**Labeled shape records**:
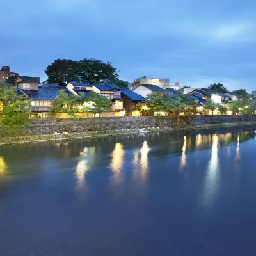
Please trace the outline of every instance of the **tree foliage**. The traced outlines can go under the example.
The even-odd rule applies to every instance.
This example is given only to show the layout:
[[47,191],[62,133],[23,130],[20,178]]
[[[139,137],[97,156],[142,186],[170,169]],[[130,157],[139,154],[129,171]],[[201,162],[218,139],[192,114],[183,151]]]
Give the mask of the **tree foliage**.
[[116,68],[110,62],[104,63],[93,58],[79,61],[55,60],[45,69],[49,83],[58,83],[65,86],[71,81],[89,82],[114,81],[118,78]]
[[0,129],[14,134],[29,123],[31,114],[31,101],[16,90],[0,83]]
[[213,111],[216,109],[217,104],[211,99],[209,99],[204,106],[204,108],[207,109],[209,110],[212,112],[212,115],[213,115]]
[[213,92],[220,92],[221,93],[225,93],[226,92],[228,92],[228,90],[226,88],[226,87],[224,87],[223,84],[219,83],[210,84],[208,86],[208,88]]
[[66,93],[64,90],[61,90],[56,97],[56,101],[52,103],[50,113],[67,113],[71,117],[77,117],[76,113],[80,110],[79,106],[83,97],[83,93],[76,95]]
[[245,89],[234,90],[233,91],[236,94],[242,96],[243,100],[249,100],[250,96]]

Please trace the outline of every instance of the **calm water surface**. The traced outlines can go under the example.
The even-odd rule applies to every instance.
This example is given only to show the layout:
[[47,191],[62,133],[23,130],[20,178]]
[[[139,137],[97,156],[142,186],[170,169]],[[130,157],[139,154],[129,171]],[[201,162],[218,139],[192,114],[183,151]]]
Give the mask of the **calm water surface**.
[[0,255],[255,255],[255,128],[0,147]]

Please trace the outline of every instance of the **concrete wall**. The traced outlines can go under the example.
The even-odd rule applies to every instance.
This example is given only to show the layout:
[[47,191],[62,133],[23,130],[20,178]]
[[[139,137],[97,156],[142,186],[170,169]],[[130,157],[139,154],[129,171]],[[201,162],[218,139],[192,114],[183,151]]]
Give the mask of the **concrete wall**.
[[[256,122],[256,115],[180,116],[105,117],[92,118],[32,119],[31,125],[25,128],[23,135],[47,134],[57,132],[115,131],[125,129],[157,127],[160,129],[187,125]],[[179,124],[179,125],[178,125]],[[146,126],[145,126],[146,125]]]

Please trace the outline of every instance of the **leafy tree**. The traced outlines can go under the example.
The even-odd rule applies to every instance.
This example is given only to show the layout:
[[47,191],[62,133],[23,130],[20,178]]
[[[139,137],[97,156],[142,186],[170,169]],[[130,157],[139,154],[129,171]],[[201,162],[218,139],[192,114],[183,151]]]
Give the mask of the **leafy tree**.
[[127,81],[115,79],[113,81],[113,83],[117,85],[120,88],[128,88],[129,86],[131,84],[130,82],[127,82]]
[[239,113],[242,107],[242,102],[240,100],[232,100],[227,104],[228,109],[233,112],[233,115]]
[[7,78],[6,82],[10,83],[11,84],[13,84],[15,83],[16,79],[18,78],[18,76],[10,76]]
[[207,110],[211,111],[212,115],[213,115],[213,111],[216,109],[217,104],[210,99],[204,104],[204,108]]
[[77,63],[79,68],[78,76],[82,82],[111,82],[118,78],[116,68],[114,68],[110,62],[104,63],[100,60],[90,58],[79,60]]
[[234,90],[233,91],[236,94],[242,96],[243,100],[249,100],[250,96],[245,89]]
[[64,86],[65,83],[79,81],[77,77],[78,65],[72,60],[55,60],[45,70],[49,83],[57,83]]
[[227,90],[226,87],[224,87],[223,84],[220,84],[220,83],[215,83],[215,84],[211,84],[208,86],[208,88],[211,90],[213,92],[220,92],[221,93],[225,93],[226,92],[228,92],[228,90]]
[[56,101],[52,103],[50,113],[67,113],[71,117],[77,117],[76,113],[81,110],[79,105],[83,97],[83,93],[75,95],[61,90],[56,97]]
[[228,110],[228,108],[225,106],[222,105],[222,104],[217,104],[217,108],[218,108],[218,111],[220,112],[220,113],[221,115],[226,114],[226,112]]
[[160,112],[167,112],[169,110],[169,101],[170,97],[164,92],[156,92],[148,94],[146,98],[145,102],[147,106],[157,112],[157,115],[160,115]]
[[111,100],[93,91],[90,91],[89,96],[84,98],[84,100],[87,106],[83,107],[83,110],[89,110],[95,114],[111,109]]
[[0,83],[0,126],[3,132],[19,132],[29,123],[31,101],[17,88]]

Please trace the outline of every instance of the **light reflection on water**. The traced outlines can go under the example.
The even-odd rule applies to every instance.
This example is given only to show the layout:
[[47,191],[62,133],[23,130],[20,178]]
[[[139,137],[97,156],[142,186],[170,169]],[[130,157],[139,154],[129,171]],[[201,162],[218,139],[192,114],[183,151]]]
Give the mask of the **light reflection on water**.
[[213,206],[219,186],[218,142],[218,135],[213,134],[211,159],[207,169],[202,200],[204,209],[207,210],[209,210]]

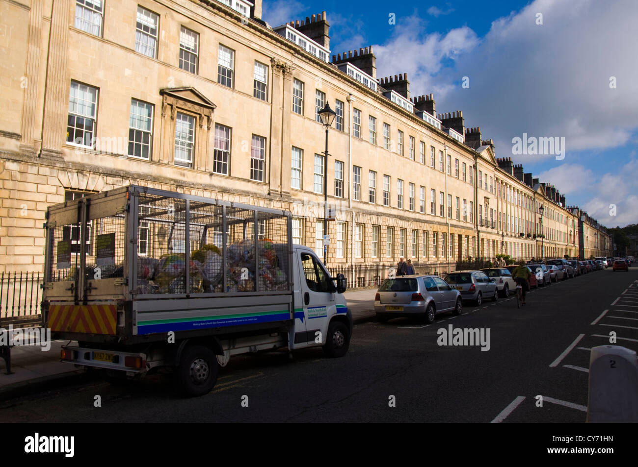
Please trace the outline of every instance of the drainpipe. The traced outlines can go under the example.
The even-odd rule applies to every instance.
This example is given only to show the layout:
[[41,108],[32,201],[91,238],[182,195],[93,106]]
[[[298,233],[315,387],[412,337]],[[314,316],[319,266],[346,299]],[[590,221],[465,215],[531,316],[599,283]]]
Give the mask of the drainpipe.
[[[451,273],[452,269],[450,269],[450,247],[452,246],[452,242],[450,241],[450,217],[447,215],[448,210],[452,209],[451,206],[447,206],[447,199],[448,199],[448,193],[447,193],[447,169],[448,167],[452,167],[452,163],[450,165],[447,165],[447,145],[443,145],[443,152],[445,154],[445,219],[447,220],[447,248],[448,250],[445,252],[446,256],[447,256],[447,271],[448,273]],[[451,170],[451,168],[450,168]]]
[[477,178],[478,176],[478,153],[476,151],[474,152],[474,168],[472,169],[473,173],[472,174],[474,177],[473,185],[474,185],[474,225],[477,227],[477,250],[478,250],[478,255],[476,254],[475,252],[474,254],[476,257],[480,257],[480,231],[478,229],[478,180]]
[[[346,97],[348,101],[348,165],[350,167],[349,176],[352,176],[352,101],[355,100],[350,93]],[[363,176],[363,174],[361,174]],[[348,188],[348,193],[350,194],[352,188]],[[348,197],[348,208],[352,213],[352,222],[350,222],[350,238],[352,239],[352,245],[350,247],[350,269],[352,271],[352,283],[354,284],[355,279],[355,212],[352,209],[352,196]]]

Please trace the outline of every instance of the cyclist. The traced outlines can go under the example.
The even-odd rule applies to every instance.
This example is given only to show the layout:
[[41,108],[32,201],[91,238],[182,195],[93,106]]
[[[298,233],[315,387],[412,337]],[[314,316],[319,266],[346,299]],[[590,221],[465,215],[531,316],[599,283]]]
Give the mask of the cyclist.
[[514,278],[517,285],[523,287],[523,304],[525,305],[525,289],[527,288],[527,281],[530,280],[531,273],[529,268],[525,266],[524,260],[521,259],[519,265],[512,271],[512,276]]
==
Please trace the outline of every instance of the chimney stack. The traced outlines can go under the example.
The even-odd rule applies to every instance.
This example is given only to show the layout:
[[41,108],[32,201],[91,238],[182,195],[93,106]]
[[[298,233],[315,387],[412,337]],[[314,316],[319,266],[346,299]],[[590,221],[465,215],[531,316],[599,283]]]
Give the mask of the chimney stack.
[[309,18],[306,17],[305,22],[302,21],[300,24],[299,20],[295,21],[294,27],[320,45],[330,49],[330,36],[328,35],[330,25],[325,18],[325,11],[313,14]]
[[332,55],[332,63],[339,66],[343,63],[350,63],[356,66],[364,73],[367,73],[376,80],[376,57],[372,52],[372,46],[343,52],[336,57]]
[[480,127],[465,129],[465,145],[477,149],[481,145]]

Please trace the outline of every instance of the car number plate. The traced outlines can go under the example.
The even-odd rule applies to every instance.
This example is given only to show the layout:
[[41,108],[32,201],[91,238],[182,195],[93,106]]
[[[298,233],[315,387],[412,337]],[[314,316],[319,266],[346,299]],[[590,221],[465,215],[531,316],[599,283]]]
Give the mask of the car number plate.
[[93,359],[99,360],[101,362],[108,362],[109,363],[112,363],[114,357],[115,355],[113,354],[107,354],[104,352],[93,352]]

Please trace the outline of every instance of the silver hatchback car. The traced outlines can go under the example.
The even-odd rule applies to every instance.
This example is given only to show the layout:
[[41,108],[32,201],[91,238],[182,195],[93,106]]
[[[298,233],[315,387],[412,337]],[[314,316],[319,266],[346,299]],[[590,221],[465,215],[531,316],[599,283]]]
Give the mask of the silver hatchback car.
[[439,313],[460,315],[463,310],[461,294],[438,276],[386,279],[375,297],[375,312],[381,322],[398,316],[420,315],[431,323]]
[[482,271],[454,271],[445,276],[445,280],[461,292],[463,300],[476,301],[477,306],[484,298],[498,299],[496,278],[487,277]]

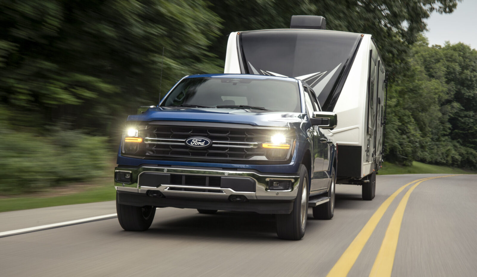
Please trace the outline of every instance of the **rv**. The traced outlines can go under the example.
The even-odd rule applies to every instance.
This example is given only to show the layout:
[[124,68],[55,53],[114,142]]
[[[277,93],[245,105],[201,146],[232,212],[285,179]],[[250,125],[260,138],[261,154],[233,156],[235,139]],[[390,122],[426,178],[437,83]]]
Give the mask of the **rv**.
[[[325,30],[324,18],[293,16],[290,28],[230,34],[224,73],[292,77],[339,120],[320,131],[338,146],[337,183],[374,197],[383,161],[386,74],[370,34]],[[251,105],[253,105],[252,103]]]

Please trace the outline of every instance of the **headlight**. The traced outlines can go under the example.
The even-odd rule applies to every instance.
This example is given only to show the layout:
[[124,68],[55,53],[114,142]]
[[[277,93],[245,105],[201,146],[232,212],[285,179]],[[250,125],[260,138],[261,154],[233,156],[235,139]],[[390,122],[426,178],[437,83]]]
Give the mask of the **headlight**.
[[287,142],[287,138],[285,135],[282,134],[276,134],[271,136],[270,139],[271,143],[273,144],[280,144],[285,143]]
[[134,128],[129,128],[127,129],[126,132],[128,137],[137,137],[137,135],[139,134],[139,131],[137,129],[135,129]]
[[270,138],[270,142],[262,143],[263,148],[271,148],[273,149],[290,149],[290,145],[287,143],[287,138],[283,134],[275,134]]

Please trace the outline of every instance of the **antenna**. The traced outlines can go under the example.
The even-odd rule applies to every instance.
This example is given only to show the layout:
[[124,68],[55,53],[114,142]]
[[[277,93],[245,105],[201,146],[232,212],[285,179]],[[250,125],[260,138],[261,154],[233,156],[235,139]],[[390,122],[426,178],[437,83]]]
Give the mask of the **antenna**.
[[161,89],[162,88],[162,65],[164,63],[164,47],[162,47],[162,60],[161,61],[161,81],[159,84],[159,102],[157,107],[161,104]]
--
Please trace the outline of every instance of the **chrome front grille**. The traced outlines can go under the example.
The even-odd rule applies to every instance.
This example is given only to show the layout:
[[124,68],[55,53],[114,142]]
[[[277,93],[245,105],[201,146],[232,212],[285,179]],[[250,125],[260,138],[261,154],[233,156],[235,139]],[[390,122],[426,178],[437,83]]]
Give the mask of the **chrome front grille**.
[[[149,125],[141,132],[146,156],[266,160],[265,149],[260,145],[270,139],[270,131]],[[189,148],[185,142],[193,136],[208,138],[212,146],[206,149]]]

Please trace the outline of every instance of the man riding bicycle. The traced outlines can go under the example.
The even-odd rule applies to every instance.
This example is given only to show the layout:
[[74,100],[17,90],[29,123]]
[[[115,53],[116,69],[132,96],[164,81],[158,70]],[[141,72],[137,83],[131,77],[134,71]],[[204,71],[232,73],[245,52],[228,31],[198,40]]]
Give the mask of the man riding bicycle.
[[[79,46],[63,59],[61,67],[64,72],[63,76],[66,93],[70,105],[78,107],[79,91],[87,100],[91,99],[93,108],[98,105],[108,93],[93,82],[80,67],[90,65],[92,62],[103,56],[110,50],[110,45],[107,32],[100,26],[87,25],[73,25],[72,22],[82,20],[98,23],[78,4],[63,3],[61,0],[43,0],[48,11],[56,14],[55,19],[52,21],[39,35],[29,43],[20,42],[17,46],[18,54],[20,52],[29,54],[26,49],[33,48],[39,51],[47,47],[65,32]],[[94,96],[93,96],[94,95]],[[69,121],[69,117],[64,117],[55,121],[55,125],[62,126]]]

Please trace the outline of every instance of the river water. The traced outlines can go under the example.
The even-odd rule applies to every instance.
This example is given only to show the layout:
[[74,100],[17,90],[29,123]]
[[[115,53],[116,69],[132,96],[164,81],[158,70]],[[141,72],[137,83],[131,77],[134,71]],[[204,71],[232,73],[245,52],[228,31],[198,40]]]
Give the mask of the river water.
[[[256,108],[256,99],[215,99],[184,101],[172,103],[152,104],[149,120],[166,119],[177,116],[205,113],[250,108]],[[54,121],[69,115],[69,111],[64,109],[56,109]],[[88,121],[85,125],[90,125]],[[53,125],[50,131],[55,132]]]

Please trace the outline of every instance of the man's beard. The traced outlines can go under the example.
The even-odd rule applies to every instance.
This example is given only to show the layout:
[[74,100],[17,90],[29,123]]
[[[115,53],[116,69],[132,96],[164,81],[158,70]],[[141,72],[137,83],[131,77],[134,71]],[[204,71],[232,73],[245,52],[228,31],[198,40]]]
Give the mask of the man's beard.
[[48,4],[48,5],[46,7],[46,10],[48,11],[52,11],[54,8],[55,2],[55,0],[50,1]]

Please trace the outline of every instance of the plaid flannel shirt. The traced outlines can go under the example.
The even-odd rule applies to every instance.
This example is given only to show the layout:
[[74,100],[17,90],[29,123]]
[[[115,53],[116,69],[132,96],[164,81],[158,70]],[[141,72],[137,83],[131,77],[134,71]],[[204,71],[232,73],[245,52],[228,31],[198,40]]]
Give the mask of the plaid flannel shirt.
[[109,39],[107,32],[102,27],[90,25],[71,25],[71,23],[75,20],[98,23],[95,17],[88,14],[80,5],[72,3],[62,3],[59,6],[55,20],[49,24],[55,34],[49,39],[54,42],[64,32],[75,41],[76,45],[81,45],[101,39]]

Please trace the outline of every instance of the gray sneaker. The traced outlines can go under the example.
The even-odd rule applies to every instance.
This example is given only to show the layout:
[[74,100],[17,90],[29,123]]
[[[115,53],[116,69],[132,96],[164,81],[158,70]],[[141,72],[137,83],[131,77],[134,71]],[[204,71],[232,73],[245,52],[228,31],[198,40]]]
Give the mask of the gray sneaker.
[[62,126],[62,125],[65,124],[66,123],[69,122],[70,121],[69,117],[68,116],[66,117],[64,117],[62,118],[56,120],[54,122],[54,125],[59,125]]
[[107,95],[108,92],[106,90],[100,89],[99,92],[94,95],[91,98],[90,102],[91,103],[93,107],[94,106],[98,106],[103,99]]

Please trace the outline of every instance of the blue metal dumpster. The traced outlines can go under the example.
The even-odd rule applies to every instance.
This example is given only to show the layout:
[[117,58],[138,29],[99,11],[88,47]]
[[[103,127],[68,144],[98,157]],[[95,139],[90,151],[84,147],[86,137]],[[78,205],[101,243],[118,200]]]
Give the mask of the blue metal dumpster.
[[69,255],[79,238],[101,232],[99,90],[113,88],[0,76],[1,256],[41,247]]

**What to produce**:
Please put the rows starting at the line that contains "Please trace the outline of every instance of the man's" and ending at the line that contains "Give the mask of the man's beard." into a JSON list of strings, one string per line, leaving out any blank lines.

**Response**:
[
  "Please trace the outline of every instance of the man's beard. The traced outlines can go under the example.",
  "The even-odd rule applies to every instance.",
  "This example is given only to show the layout:",
  "[[74,100],[17,90],[29,123]]",
  "[[[115,53],[116,69],[132,96],[164,81],[158,70]],[[141,72],[137,83],[131,77],[134,71]],[[204,71],[232,73],[245,52],[228,31],[198,40]]]",
  "Give the mask of the man's beard."
]